# start of PASSAGE GIVEN

Tech Sales and Marketing Execs: Avoid Negative Attention from Your CEO!

Posted on 13:26 by Unknown
By Richard Vancil, Vice President, IDC's Executive Advisory Group

A long-standing rift exists between sales and marketing in the IT vendor community. We all recognize the tired observations: sales is more tactical and marketing is more strategic; sales is all about the short term and marketing is about the long term; sales brings in the money and marketing just spends it. And we all know that the finger-pointing from the "two sides" gets sharper from there!

Just as these misalignments and strained relationships have been long-standing, so has the tolerance of this by the C-Suite executives. The prevailing mindset: as long as the business results have been very good, a little organizational tension never hurt anyone – and some of it is actually helpful! It's a good sign that complacency hasn't set in.

IDC is now observing that C-level tolerance is reaching its limits. More CEOs and COOs are scrutinizing their total cost of creating a customer: the sales plus marketing cost envelope. They are seeing those costs continue to rise relative to the return and are suspecting that the organizational friction and lack of alignment between sales and marketing is a culprit. And they are right!

# end of PASSAGE GIVEN
# start of DATA BLOCK

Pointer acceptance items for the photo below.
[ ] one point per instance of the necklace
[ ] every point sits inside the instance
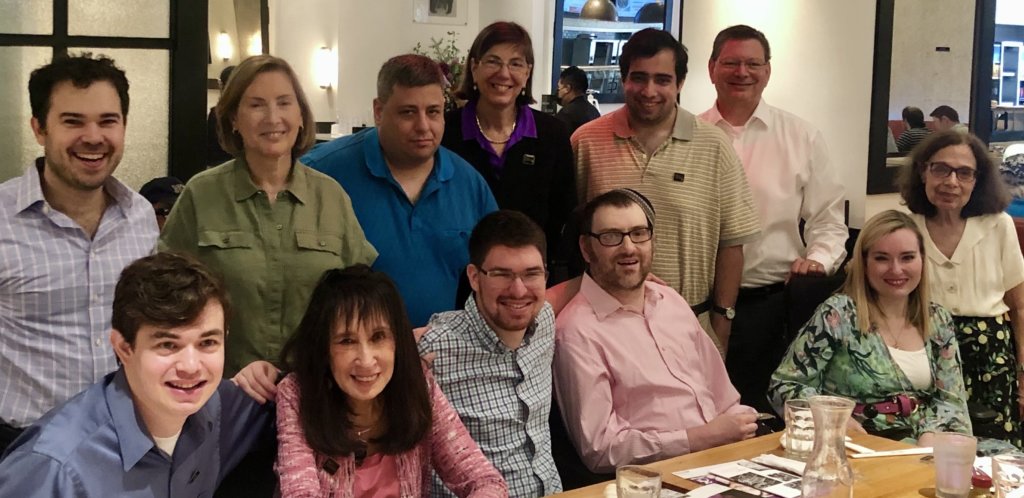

# end of DATA BLOCK

▶ _WRITTEN EXERCISE 1_
In the sales and marketing post, what are more CEOs and COOs scrutinizing?
▶ _WRITTEN EXERCISE 2_
Extract the part of the sales and marketing post from "Just as these" up to and including "they are right!".
The lines above are material separate from the sales and marketing post.

▶ _FULL RESPONSE 1_
Their total cost of creating a customer: the sales plus marketing cost envelope.

▶ _FULL RESPONSE 2_
Just as these misalignments and strained relationships have been long-standing, so has the tolerance of this by the C-Suite executives. The prevailing mindset: as long as the business results have been very good, a little organizational tension never hurt anyone – and some of it is actually helpful! It's a good sign that complacency hasn't set in.

IDC is now observing that C-level tolerance is reaching its limits. More CEOs and COOs are scrutinizing their total cost of creating a customer: the sales plus marketing cost envelope. They are seeing those costs continue to rise relative to the return and are suspecting that the organizational friction and lack of alignment between sales and marketing is a culprit. And they are right!